TASK - According to the given text, on what date did the World Health Organization declare COVID-19 a pandemic?
(GIVEN TEXT)
This mid-year edition of A Region on the Move is marked by the unprecedented restrictions on global mobility caused by the outbreak of coronavirus disease 2019 (COVID-19). Since it was initially reported on 31 December 2019, this disease has spread rapidly across the globe, leading the World Health Organization (WHO) to declare it a pandemic on 11 March 2020. Beyond the tragic impact that COVID-19 has generated across countries, the pandemic has urged governments to issue multiple restrictive measures impacting movements, including different types of closure of Points of Entry (PoEs), requirements for additional documentation, compulsory quarantine or medical screening procedures, up to nation-wide and/or localized lockdowns. Nonetheless, the global mobility context amidst the COVID-19 pandemic remains highly fluid, as governments and authorities continue to issue new mobility restrictions and policy changes.
This edition has also brought in a number of important enhancements, in view of the fact that the quantity of data sources directly managed by IOM, the quality of the findings and their variety have drastically increased since 2017. IOM’s Displacement Tracking Matrix (DTM) constitutes the main methodology used to track and monitor displacement and population mobility, as it maps internally displaced persons (IDPs) and returnee stocks, migration flows and the characteristics of the population on the move.2 Building on three years of continuous observations and analyses, DTM is now the largest data source of migration flows across the main corridors in the region. Further migrant data is collected by IOM through modules targeting specific sub-groups of this population at different stages of their migration journey.
(End GIVEN TEXT)
(INFORMATION)
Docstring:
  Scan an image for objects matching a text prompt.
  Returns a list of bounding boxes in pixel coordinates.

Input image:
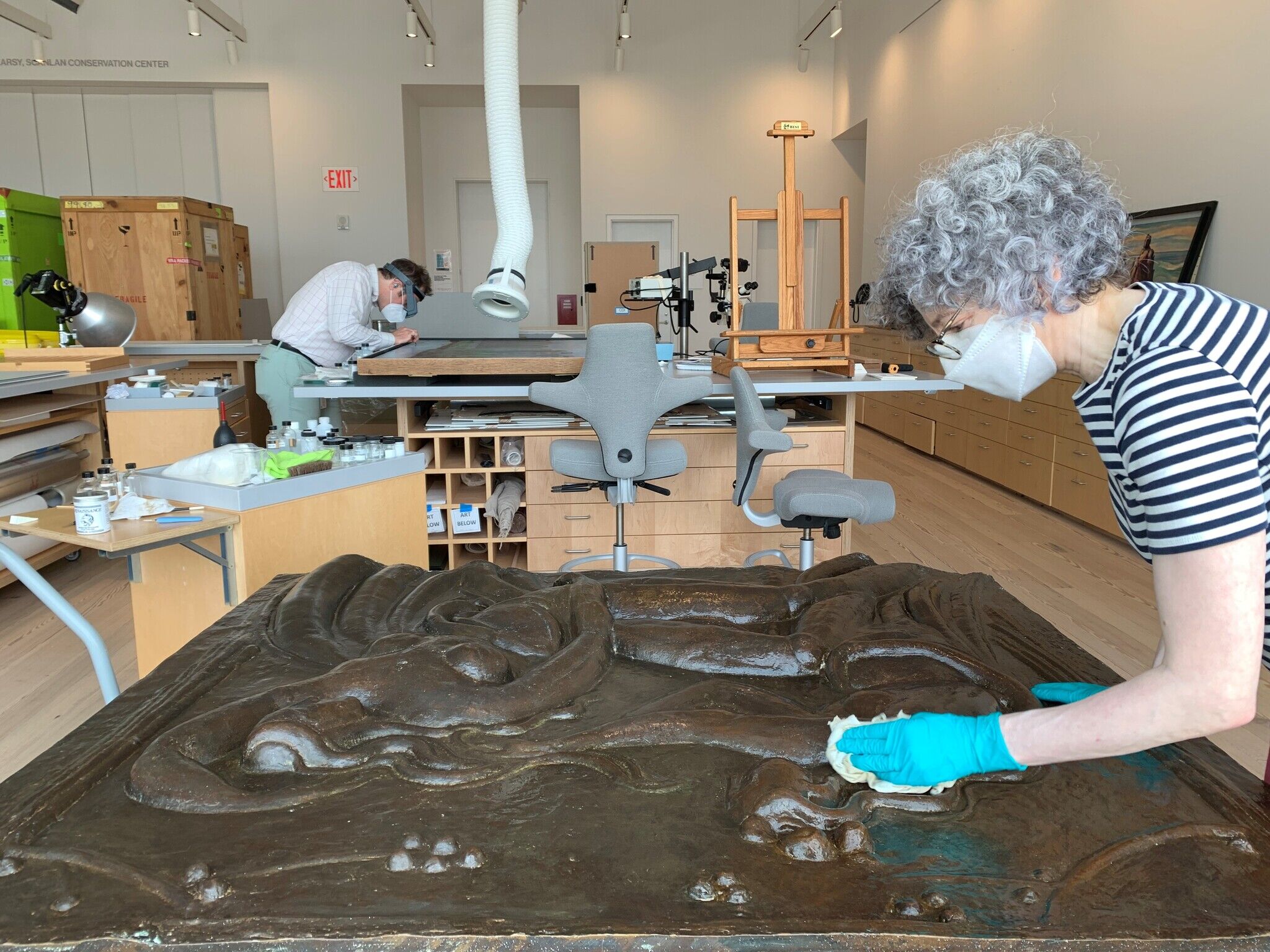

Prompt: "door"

[456,182,555,325]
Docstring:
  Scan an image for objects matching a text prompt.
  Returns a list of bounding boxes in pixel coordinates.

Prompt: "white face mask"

[940,315,1058,400]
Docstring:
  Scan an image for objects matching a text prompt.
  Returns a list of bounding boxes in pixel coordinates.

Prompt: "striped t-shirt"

[1073,283,1270,666]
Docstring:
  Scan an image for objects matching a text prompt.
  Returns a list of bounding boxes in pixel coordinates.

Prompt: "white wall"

[419,105,583,326]
[833,0,1270,303]
[0,0,848,348]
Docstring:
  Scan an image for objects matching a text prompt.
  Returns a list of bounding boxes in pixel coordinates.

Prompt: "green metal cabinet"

[0,188,66,330]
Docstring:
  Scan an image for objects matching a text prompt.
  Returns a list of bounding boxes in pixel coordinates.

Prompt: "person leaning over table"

[837,131,1270,786]
[255,258,432,426]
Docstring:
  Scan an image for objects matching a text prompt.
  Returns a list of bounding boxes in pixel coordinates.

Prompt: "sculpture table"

[0,556,1270,952]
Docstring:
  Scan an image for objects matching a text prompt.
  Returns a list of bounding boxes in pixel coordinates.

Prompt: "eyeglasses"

[926,307,962,361]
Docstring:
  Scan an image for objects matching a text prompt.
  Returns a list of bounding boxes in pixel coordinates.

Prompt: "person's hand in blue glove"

[837,713,1025,787]
[1032,681,1106,705]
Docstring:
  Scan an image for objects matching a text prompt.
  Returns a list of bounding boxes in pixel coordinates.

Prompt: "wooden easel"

[711,120,863,373]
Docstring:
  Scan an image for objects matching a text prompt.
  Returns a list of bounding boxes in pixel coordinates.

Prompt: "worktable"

[0,505,239,703]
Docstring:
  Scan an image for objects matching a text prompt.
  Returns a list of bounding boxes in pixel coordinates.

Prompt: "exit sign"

[321,167,362,192]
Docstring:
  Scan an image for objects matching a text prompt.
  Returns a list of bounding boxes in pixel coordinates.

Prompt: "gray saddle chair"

[530,324,711,571]
[732,367,895,571]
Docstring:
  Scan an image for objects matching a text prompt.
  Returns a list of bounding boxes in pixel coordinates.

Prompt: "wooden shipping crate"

[61,195,241,340]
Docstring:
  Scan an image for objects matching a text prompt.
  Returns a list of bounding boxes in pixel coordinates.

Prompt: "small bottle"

[94,466,120,505]
[212,400,238,449]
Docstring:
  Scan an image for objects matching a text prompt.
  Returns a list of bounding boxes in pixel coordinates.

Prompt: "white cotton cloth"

[824,711,956,793]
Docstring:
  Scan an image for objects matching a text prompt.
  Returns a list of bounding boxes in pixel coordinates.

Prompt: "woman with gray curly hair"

[838,131,1270,786]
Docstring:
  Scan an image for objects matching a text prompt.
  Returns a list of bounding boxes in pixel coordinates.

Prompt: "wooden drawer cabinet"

[1054,437,1108,480]
[904,413,935,453]
[965,410,1010,443]
[1053,465,1120,536]
[1010,400,1058,433]
[962,389,1010,420]
[1054,410,1092,446]
[1001,447,1054,505]
[1006,423,1054,462]
[935,401,970,430]
[908,394,940,420]
[965,433,1006,482]
[935,423,969,466]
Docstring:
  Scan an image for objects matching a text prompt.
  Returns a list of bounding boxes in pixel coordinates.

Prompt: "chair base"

[743,529,815,573]
[559,546,682,573]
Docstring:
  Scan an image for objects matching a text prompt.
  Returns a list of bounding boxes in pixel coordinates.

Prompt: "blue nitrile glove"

[1032,681,1106,705]
[837,713,1025,787]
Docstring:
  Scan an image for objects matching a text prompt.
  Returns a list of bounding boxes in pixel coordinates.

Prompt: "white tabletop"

[293,368,962,400]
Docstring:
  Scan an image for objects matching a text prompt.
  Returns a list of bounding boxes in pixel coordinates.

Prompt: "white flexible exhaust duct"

[473,0,533,321]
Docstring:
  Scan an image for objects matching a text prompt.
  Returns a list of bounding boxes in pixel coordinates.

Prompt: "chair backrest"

[530,324,711,478]
[730,367,794,505]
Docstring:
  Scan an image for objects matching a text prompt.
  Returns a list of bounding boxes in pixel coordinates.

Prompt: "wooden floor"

[0,428,1270,778]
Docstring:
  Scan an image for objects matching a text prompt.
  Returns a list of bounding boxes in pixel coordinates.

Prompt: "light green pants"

[255,344,339,428]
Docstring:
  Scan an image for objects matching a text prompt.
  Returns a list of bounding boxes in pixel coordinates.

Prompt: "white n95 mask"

[940,314,1058,400]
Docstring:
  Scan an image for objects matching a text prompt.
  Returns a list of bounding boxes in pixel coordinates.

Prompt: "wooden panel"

[1010,400,1058,433]
[1001,447,1054,505]
[962,387,1010,420]
[965,433,1007,482]
[935,401,970,430]
[1054,410,1092,446]
[583,241,660,327]
[904,413,935,453]
[1054,437,1108,480]
[965,410,1010,443]
[1006,423,1054,462]
[935,424,969,466]
[1052,466,1120,536]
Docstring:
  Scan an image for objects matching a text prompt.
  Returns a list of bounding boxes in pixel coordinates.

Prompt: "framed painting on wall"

[1124,202,1217,284]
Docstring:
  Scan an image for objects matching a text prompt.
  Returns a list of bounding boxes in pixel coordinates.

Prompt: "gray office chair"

[732,367,895,571]
[530,324,710,571]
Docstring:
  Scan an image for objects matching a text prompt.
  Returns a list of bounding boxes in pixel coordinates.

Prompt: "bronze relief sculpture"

[0,555,1270,948]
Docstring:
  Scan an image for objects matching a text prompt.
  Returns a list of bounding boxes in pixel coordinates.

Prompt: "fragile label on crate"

[450,503,480,536]
[428,504,446,536]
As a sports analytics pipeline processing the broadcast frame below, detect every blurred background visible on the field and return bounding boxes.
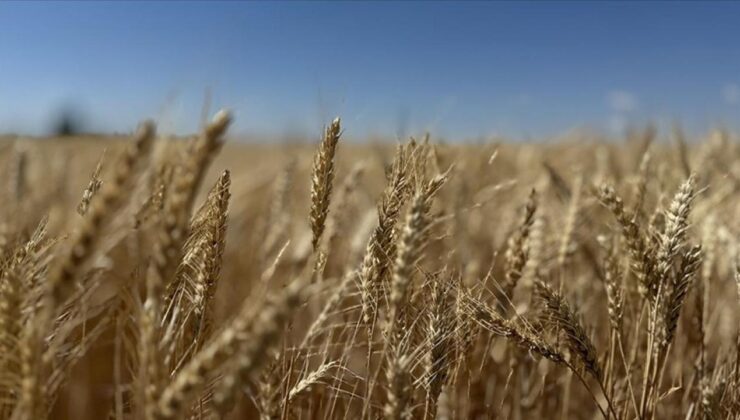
[0,1,740,141]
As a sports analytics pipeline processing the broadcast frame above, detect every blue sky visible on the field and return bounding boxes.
[0,2,740,138]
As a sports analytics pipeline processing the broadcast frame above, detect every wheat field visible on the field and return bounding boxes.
[0,112,740,420]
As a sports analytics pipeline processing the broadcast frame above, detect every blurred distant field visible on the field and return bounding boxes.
[0,126,740,419]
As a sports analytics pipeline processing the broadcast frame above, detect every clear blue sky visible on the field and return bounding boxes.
[0,2,740,137]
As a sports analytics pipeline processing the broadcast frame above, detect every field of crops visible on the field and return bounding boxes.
[0,112,740,420]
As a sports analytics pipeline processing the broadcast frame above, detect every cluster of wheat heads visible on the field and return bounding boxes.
[0,112,740,420]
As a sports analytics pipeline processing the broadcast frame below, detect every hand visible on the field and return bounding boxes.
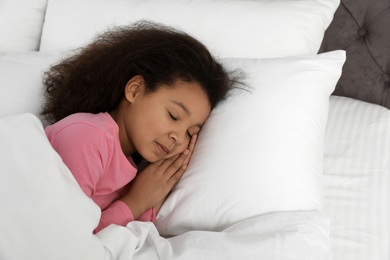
[122,135,197,219]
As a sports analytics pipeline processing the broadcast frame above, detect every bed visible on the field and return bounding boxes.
[0,0,390,260]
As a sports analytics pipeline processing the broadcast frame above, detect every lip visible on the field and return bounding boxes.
[156,142,171,156]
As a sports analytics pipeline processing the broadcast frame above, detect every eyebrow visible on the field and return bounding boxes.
[171,100,191,115]
[170,100,202,130]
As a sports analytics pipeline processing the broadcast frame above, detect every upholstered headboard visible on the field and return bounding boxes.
[320,0,390,108]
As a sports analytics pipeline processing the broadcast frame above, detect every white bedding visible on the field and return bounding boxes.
[0,114,331,260]
[323,96,390,260]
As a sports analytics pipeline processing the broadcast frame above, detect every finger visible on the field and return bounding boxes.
[164,149,190,179]
[184,135,198,164]
[188,135,198,153]
[156,154,180,170]
[168,164,187,186]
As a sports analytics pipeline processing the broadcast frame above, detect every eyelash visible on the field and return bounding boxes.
[168,112,192,138]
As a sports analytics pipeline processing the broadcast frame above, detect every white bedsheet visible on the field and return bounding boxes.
[0,114,331,260]
[98,211,331,260]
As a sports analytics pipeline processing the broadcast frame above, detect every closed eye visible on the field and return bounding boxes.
[168,112,177,121]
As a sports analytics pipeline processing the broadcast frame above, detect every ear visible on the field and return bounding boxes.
[125,75,145,103]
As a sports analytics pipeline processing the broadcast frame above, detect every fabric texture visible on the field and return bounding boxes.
[0,51,61,125]
[0,0,48,52]
[45,113,155,232]
[0,114,331,260]
[40,0,340,58]
[0,114,105,260]
[155,51,345,235]
[320,0,390,108]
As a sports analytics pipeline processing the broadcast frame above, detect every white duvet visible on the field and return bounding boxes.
[0,114,331,260]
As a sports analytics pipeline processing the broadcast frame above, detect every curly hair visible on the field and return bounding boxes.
[42,21,237,122]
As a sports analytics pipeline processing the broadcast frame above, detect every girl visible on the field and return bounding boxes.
[42,22,235,232]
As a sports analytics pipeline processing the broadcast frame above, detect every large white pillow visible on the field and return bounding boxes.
[40,0,340,58]
[0,114,105,260]
[0,51,60,124]
[0,0,47,52]
[156,51,345,235]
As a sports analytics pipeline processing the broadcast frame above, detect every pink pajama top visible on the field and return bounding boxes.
[45,113,156,233]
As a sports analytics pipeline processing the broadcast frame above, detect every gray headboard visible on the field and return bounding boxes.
[320,0,390,108]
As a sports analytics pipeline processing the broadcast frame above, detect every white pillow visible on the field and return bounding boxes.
[0,0,47,52]
[0,114,105,260]
[156,51,345,235]
[40,0,340,58]
[0,52,59,124]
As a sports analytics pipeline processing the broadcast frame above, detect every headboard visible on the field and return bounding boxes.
[320,0,390,108]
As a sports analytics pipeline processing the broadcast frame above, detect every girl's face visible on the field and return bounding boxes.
[112,76,211,162]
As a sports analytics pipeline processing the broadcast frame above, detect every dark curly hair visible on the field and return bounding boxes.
[42,21,238,122]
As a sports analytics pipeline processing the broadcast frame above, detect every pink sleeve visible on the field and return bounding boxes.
[49,124,134,233]
[49,124,109,197]
[138,208,156,222]
[49,124,156,233]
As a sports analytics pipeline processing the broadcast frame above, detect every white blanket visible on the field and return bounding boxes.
[0,114,331,260]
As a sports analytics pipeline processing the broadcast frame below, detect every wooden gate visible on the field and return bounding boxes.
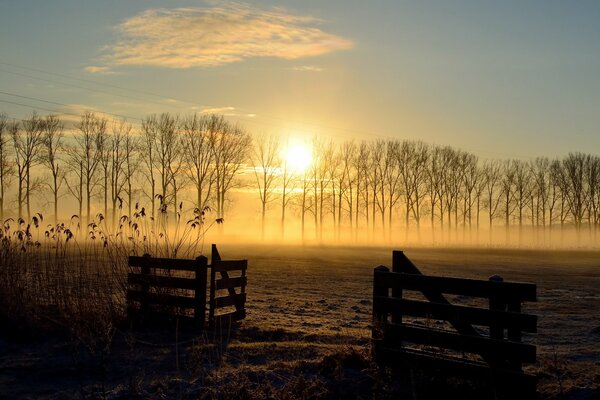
[208,244,248,327]
[127,244,248,329]
[373,251,537,399]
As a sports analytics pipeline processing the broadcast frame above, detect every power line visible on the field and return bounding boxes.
[0,62,544,159]
[0,90,142,122]
[0,61,202,104]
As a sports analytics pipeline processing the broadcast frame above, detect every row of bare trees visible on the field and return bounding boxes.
[0,112,600,245]
[252,136,600,239]
[0,112,251,231]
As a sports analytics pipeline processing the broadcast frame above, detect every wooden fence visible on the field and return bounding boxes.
[127,244,248,329]
[373,251,537,399]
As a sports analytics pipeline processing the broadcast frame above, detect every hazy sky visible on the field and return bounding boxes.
[0,0,600,158]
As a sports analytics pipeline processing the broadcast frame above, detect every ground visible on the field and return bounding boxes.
[0,245,600,400]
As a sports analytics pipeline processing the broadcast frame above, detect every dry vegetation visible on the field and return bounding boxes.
[0,216,600,399]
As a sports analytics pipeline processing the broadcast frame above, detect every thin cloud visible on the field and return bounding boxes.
[84,65,116,75]
[200,107,256,118]
[201,107,235,115]
[98,3,353,68]
[292,65,324,72]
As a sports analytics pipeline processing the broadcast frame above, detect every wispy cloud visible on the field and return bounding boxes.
[200,107,256,118]
[84,65,116,75]
[201,107,235,114]
[291,65,324,72]
[97,3,353,68]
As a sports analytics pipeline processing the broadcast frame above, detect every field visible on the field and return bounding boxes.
[0,245,600,399]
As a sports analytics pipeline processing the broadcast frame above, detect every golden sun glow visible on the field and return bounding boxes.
[284,142,312,174]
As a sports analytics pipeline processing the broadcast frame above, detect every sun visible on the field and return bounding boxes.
[284,142,312,174]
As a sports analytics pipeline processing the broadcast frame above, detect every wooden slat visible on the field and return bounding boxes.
[384,324,536,363]
[215,310,246,324]
[373,296,537,333]
[127,290,196,308]
[373,271,536,301]
[374,341,537,392]
[215,276,248,289]
[211,260,248,272]
[129,256,199,271]
[127,272,196,290]
[215,293,246,309]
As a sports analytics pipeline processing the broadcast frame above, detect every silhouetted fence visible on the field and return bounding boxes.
[373,251,537,398]
[127,245,248,329]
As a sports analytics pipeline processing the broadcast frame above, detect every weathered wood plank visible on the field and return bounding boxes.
[215,293,246,311]
[127,289,196,308]
[215,310,246,324]
[373,271,537,301]
[215,276,248,289]
[129,256,199,271]
[374,341,537,399]
[384,324,536,363]
[373,296,537,332]
[127,272,197,290]
[211,260,248,272]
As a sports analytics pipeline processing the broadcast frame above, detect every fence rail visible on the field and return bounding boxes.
[373,251,537,398]
[126,245,248,329]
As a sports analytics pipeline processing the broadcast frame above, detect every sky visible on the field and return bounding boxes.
[0,0,600,159]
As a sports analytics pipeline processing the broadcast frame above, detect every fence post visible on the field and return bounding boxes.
[372,265,390,339]
[507,298,523,370]
[140,253,151,316]
[194,256,208,330]
[489,275,506,340]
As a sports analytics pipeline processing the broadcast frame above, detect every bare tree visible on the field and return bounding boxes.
[123,125,141,218]
[426,146,445,241]
[337,141,358,239]
[182,114,217,210]
[560,153,588,231]
[211,122,252,219]
[354,141,371,239]
[68,111,107,226]
[483,160,502,234]
[141,115,158,219]
[42,115,65,224]
[252,135,280,239]
[103,120,132,226]
[11,112,43,220]
[281,139,297,239]
[0,114,15,224]
[585,156,600,236]
[461,153,481,231]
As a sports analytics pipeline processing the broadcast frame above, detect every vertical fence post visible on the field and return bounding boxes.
[488,275,506,367]
[140,253,151,317]
[507,298,523,370]
[372,265,390,339]
[489,275,506,340]
[392,250,410,324]
[208,244,221,329]
[194,256,208,330]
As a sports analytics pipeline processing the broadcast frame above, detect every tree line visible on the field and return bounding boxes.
[0,112,600,245]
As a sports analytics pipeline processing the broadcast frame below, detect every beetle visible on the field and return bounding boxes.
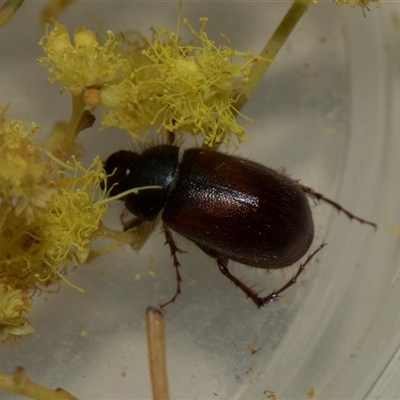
[104,144,376,307]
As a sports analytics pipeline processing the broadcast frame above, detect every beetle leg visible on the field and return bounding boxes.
[160,225,184,309]
[217,242,326,307]
[300,184,377,230]
[256,242,326,307]
[217,258,263,307]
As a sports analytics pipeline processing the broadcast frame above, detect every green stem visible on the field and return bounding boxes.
[0,0,24,26]
[236,0,312,111]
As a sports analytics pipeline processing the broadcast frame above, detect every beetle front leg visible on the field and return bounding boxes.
[160,225,184,309]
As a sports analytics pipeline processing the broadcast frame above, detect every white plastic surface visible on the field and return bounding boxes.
[0,2,400,400]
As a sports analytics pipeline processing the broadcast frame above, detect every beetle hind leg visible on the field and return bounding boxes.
[300,185,377,230]
[160,225,184,309]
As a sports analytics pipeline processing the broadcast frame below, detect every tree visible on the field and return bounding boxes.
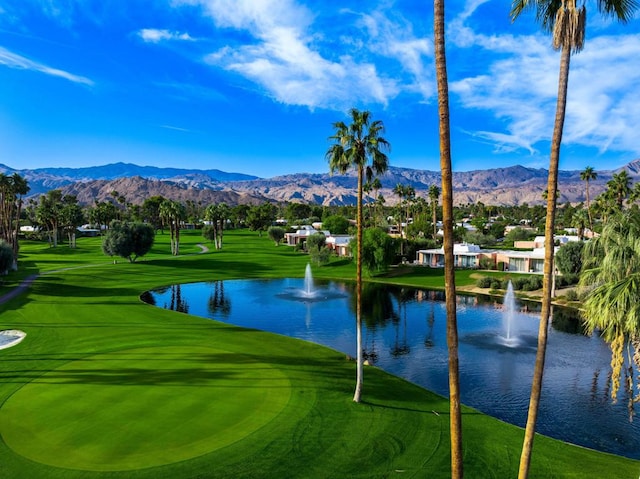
(End INFORMATION)
ANSWER FOR THE TASK - 11 March 2020